## Begin SOURCE

Regarding docket 2312. Docket 2312 is about a plan “Sears Oldco” exiting Chapter 11 whole. This is actually the public company that has current shareholders. I do not believe in their plan for many reasons; but it is their stated goal.

I’d been trying to figure what bothered me most about Eddie’s bid. I’ve come to realize is that a large portion of his bid is in taking liabilities from “Sears Oldco” to “Sears Newco”; a phrase ESL now uses in place of “Transform Holdco”. Only $1 billion of his $5.2 billion bid is cash; and it’s not even his or ESL’s cash. That is a loan from a bank; I believe B of A. So that is one entry that goes on his side (balance sheet) for “Sears NewCo” / “Transform Holdco” as a long term debt. Approx $2 billion (1.7B to be accurate) of his bid is a “Credit Bid”. [Debt forgiveness]. Which leaves $2.2 billion of liabilities in his bid that IS NOT cash! Instead his bid accepts to take these liabilities from the balance sheet and simply transfer them to the balance sheet of “Sears NewCo”; presumably as “Accounts Payable”.

That is not just unusual. I’ve never heard of such a sale in a Chapter 11; but it might not be unprecedented. Essentially whatever creditors are on the other side of these $2.2 billion in liabilities will not be receiving cash for what they are owed by “Sears Oldco”; but instead be added to the accounts payable of Sears NewCo (?); if I have this right….????

In a chapter 11 case a buyer typically buys assets free and clear of all prior debt and liens. ESL states this to be the case in hos own bid; while also making it clear part of his bid is composed of taking some liabilities from Sears OldCo and putting them onto his balance sheet? That would be as if Amazon or Macy’s made a multi million dollar bid to buy Sears on the condition that 2/3rds of their bid simply transferred debt to their balance sheet!? In rare cases; usually outside a bankruptcy (SolarCity) a buyer agrees to take ALL the debt from the entity purchased to their balance sheet. BUT I have only seen this as an “ALL” or “NOTHING” purchase; never in the manner proposed by ESL.

## End SOURCE

**DIRECTIVE A:**
Repeat the stretch of the Sears post from "That is not just" through "have this right….????".
**DIRECTIVE B:**
Decide whether each statement agrees with the Sears post, answering yes or no and quoting the words that settle it: (i) The $1 billion cash portion of the bid is ESL's own money. (ii) The credit bid portion is about $1.7 billion. (iii) In a Chapter 11 case, a buyer typically takes on the prior debt along with the assets.
**DIRECTIVE C:**
Answer these questions from the Sears post:
(i) Which docket number does the post open with?
(ii) What phrase does ESL now use in place of "Transform Holdco"?
(iii) What name appears in parentheses as a rare case, usually outside a bankruptcy, where a buyer takes all the debt?
The entries that follow are separate material, apart from the Sears post.

## Begin DATA PROVIDED

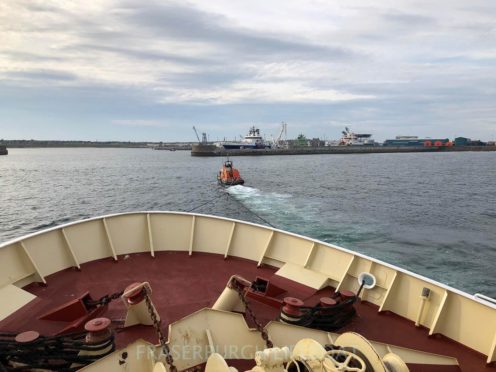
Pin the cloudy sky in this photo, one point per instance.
(142, 70)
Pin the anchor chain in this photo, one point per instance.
(104, 300)
(161, 337)
(238, 287)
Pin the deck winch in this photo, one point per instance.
(350, 352)
(31, 351)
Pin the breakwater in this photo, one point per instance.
(212, 150)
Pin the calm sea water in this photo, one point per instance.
(434, 214)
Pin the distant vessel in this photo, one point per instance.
(253, 140)
(350, 138)
(415, 141)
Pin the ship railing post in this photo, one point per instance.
(37, 269)
(150, 235)
(109, 238)
(69, 247)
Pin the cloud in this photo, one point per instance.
(140, 123)
(378, 64)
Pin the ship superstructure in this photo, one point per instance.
(253, 140)
(350, 138)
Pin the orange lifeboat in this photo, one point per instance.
(229, 176)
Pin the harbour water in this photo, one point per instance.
(431, 213)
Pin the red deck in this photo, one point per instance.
(182, 284)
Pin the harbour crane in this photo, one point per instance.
(284, 129)
(204, 136)
(196, 132)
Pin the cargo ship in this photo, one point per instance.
(173, 291)
(253, 140)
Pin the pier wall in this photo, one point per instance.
(211, 150)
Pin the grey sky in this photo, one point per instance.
(134, 70)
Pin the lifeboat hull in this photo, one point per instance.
(231, 182)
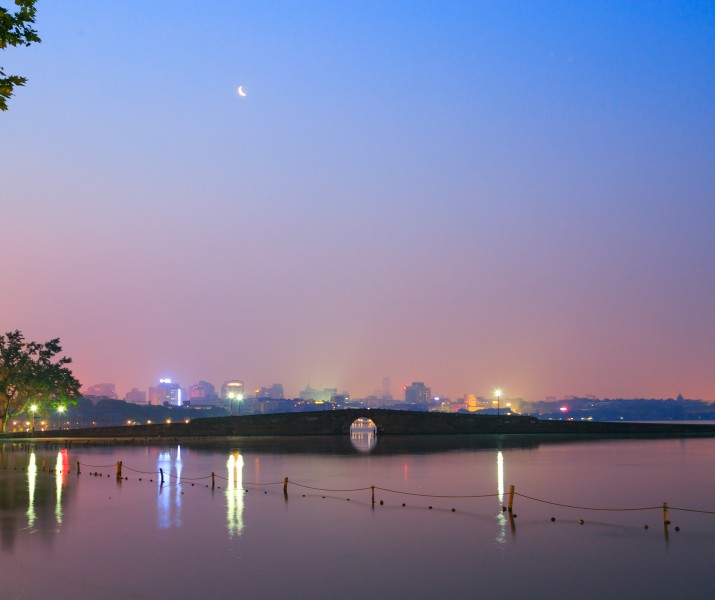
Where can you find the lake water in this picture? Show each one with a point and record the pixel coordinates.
(66, 535)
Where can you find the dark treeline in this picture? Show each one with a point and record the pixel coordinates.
(678, 409)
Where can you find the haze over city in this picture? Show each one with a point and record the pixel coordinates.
(466, 194)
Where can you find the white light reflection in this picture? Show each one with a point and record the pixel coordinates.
(169, 498)
(501, 517)
(31, 482)
(234, 495)
(500, 477)
(60, 474)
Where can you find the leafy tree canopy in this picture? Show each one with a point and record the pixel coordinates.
(15, 30)
(32, 373)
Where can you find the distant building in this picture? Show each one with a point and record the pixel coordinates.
(232, 386)
(417, 393)
(202, 394)
(135, 396)
(275, 392)
(317, 395)
(471, 404)
(233, 394)
(103, 390)
(167, 393)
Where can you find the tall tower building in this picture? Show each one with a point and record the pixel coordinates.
(417, 393)
(167, 392)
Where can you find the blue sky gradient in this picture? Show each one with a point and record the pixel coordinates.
(469, 194)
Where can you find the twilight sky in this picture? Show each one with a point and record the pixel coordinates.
(469, 194)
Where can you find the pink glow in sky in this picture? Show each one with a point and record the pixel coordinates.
(465, 194)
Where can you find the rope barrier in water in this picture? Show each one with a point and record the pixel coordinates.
(309, 487)
(435, 495)
(287, 482)
(587, 507)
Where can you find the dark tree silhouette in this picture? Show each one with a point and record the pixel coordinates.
(15, 30)
(32, 373)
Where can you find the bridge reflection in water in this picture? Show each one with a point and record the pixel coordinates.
(363, 434)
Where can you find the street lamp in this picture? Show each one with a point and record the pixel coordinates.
(33, 410)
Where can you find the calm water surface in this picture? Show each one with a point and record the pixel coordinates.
(88, 536)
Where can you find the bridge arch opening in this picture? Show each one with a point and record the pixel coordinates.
(363, 434)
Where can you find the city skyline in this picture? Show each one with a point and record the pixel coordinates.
(472, 195)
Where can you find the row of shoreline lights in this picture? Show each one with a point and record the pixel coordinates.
(237, 396)
(34, 408)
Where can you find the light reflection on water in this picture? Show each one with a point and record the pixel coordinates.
(234, 494)
(31, 483)
(319, 545)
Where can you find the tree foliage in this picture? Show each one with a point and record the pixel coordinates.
(15, 30)
(32, 373)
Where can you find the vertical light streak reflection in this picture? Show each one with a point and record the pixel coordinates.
(177, 487)
(59, 477)
(234, 495)
(501, 518)
(500, 476)
(31, 482)
(169, 498)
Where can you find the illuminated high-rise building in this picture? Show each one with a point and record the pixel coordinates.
(417, 393)
(166, 393)
(101, 390)
(275, 392)
(234, 387)
(202, 394)
(136, 396)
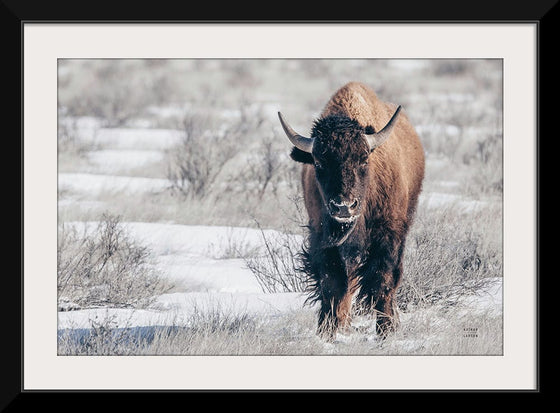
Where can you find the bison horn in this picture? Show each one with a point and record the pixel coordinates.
(300, 142)
(376, 139)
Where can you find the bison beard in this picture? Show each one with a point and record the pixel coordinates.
(356, 260)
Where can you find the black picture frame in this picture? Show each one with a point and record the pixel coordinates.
(15, 14)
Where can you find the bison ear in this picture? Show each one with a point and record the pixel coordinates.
(300, 156)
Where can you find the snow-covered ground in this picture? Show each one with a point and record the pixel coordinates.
(195, 258)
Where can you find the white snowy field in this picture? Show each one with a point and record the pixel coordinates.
(186, 255)
(122, 170)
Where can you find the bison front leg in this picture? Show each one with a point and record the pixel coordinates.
(378, 294)
(335, 295)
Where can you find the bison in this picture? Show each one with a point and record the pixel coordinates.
(363, 167)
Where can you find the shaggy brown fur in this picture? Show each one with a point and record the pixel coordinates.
(359, 261)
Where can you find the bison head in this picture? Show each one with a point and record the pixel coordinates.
(339, 148)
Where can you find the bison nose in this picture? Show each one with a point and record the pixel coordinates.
(342, 209)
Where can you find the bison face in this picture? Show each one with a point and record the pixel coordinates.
(340, 157)
(339, 149)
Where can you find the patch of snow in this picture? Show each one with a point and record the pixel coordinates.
(96, 183)
(138, 138)
(110, 161)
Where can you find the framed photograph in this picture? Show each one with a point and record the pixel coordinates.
(170, 226)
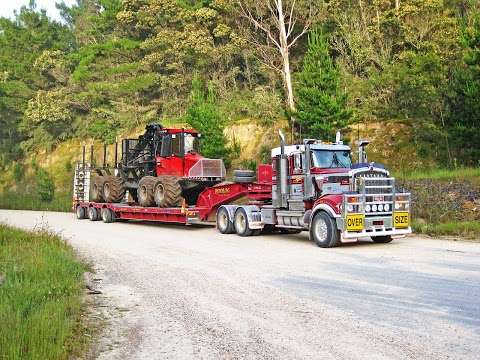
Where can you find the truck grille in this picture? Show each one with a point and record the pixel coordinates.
(378, 190)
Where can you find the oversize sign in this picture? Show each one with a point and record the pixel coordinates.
(401, 219)
(355, 222)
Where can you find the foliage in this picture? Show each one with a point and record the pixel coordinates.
(45, 185)
(321, 108)
(40, 296)
(204, 117)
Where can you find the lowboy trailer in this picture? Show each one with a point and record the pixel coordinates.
(311, 186)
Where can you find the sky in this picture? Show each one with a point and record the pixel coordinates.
(8, 6)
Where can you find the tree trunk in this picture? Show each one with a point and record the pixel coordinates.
(287, 75)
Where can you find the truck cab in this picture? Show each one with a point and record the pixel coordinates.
(316, 187)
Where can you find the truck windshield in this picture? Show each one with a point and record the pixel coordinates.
(331, 159)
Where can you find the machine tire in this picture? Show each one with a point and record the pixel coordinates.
(323, 230)
(244, 173)
(93, 214)
(96, 192)
(108, 216)
(145, 191)
(244, 180)
(240, 222)
(113, 189)
(167, 192)
(382, 239)
(224, 224)
(80, 212)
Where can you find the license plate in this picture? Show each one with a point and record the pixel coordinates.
(355, 222)
(401, 219)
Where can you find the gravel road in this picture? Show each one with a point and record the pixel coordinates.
(178, 292)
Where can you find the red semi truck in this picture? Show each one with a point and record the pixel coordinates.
(312, 186)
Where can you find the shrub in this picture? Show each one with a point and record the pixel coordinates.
(45, 185)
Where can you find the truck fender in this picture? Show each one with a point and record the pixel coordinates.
(322, 207)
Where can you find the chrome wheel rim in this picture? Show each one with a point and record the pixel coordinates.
(222, 220)
(241, 223)
(321, 230)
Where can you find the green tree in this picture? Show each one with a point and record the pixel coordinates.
(321, 105)
(203, 116)
(464, 116)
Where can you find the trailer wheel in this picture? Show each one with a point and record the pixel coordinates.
(167, 192)
(224, 224)
(113, 189)
(108, 215)
(80, 212)
(241, 223)
(323, 230)
(145, 191)
(96, 193)
(93, 214)
(382, 239)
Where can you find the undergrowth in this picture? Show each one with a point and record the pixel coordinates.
(40, 296)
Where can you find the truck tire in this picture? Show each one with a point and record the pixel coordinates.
(145, 191)
(80, 212)
(96, 193)
(113, 189)
(244, 173)
(167, 192)
(242, 228)
(93, 214)
(224, 224)
(382, 239)
(108, 215)
(323, 230)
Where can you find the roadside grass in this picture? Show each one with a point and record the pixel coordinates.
(471, 175)
(41, 285)
(21, 201)
(465, 229)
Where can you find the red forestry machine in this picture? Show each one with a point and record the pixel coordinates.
(161, 168)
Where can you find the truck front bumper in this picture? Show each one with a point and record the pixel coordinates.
(351, 236)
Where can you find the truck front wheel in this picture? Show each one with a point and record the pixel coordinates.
(323, 230)
(224, 224)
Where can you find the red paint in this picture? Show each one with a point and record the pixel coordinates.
(333, 201)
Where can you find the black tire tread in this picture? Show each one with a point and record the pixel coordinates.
(117, 189)
(96, 191)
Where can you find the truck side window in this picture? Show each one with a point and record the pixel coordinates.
(297, 162)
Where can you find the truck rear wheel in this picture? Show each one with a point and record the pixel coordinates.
(96, 193)
(224, 224)
(93, 214)
(167, 191)
(242, 227)
(323, 230)
(382, 239)
(113, 189)
(145, 191)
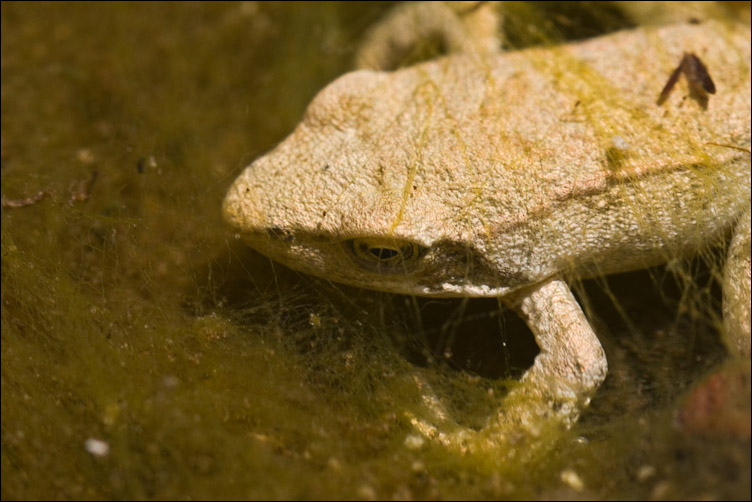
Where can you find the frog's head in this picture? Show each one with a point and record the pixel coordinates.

## End DATA PROVIDED

**WRITTEN SOLUTION A:**
That is not just unusual. I’ve never heard of such a sale in a Chapter 11; but it might not be unprecedented. Essentially whatever creditors are on the other side of these $2.2 billion in liabilities will not be receiving cash for what they are owed by “Sears Oldco”; but instead be added to the accounts payable of Sears NewCo (?); if I have this right….????

**WRITTEN SOLUTION B:**
(i) No: "it’s not even his or ESL’s cash. That is a loan from a bank"
(ii) Yes: "Approx $2 billion (1.7B to be accurate) of his bid is a “Credit Bid”."
(iii) No: "In a chapter 11 case a buyer typically buys assets free and clear of all prior debt and liens."

**WRITTEN SOLUTION C:**
(i) 2312
(ii) "Sears Newco"
(iii) SolarCity